Work task: The records below need to be repeated exactly, with every picture left out.

Stored data entries
((

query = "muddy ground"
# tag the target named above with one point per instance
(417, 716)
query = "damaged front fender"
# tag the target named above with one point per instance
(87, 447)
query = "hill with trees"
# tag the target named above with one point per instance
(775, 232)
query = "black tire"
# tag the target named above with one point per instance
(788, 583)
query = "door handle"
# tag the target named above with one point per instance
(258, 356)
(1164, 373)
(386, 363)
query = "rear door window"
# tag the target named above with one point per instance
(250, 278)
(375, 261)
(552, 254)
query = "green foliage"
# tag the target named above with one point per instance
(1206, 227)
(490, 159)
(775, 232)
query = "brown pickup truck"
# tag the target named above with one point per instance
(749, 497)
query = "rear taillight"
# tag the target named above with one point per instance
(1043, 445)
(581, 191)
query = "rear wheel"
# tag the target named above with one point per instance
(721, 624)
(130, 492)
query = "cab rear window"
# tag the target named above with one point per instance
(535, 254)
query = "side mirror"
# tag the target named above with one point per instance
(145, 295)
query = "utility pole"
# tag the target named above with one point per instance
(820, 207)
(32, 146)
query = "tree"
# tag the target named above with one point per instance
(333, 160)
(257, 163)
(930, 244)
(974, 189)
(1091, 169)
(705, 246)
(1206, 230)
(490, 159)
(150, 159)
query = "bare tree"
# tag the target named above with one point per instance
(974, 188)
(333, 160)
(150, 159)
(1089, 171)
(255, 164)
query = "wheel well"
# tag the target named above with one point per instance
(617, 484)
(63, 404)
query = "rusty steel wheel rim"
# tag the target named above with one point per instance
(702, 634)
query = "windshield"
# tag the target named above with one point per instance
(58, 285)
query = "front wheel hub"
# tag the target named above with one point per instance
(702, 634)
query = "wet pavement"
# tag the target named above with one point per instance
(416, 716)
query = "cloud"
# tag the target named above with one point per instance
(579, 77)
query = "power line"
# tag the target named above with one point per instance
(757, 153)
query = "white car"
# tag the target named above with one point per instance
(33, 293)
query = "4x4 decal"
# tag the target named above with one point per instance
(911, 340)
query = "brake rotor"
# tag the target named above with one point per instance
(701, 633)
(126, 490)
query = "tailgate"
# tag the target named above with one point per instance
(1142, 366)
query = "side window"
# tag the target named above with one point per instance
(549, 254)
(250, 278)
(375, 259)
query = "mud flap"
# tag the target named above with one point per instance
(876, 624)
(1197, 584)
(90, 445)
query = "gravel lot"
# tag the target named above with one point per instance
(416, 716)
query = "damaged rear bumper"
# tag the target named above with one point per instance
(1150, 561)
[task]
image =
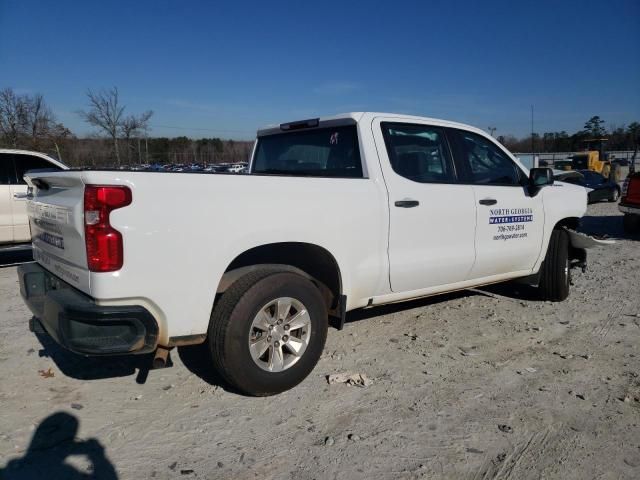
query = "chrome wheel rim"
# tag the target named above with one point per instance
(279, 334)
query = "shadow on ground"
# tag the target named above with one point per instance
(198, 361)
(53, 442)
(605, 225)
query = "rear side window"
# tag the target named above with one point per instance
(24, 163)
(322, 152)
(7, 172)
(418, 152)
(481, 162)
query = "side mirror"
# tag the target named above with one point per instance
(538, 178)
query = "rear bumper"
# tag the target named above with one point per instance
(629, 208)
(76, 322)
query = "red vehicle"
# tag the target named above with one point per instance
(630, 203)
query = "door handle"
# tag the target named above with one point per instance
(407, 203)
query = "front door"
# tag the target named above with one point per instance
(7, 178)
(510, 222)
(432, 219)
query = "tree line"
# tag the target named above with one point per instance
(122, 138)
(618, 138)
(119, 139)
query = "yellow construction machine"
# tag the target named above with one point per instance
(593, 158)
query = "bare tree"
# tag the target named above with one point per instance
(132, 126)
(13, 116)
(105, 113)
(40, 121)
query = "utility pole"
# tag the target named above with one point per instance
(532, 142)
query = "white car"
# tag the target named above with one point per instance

))

Result for this exercise:
query = "muddy ground"
# tag the target named above with one point per instance
(417, 716)
query = "damaged front fender"
# tag the target named above with one point per instance
(87, 447)
query = "hill with trees"
# tag the target named above with one point per instance
(775, 232)
query = "black tire"
# tag the target named above with one point per instance
(788, 583)
query = "door handle"
# tag the target named above with one point per instance
(258, 356)
(1164, 373)
(386, 363)
query = "rear door window"
# tag the target named above with one point per instance
(250, 278)
(375, 261)
(552, 254)
query = "green foliage"
# tag the target named above with one point per instance
(1206, 227)
(490, 159)
(775, 232)
query = "brown pickup truck"
# tag the target named above with one point per instance
(749, 497)
query = "rear taillight"
# tag the target named above with one point per instance
(1043, 445)
(581, 191)
query = "rear wheel"
# tag the target named above with one point per instance
(721, 624)
(130, 492)
query = "cab rear window"
# tag the target named above with one point per instance
(535, 254)
query = "side mirror"
# tag the target named above with one point per instance
(145, 295)
query = "utility pole"
# tag the target named above with one point per instance
(820, 207)
(32, 146)
query = "tree"
# tag the target named above with one point per instance
(333, 160)
(257, 163)
(930, 244)
(974, 189)
(1091, 169)
(705, 246)
(1206, 230)
(490, 159)
(150, 159)
query = "bare tree"
# tag the target named above with one point per instance
(974, 188)
(333, 160)
(150, 159)
(1089, 171)
(255, 164)
query = "wheel well"
# tag the target named above with one point per instance
(617, 484)
(63, 404)
query = "rusty steel wheel rim"
# tag the target named above with one point per instance
(702, 634)
query = "windshield"
# tag the target named above with one point per instance
(58, 285)
query = "front wheel hub"
# tag the target named above with one point per instance
(702, 634)
query = "wet pavement"
# tag the target named above with one point per instance
(416, 716)
query = "cloud"
# tag the target named above with one point per instance
(579, 77)
query = "power line"
# tag the target named above with one point per instance
(757, 153)
query = "white car"
# tag the target named above with one point per instance
(33, 293)
query = "4x4 decal"
# tag the target named above with one point per instance
(911, 340)
query = "brake rotor"
# tag the target named above with one point per instance
(701, 633)
(126, 490)
query = "tailgate"
# tag the target named above with one point per instance
(1142, 366)
query = "side window"
# tag the target named above with one point per instance
(549, 254)
(250, 278)
(375, 259)
query = "mud flap"
# tag the target named above with one point per instance
(876, 624)
(1197, 584)
(90, 445)
query = "gravel lot"
# tag the target named above with one point per instance
(416, 716)
query = "damaged rear bumper"
# tag the target named above with one point per instance
(1150, 561)
[task]
image =
query = "chrome wheel rim"
# tag the target named above with one point per instance
(279, 334)
query = "shadow on ground"
# tag the target named above with one point per instance
(198, 361)
(53, 442)
(605, 225)
query = "rear side window"
# tag the target named above with one point per instance
(24, 163)
(322, 152)
(7, 172)
(418, 152)
(481, 162)
query = "side mirror"
# tag the target named above with one point per instance
(538, 178)
query = "rear bumper"
# tag the target named above with one point per instance
(629, 208)
(76, 322)
query = "red vehicle"
# tag the target named above with one point per instance
(630, 203)
query = "door handle"
# tag the target named above with one point per instance
(407, 203)
query = "front door"
# tag the target named above with one point per instance
(7, 178)
(510, 222)
(432, 219)
query = "tree line"
# tag the target named above with one point per instance
(122, 138)
(618, 138)
(119, 139)
query = "yellow construction machine"
# tag the target named above with one point per instance
(593, 158)
query = "bare tree"
# tag the target named above with one point per instance
(132, 126)
(13, 116)
(105, 113)
(40, 121)
query = "utility pole"
# tag the target named above with one point per instance
(532, 142)
query = "white car"
# tag the target named above with one point per instance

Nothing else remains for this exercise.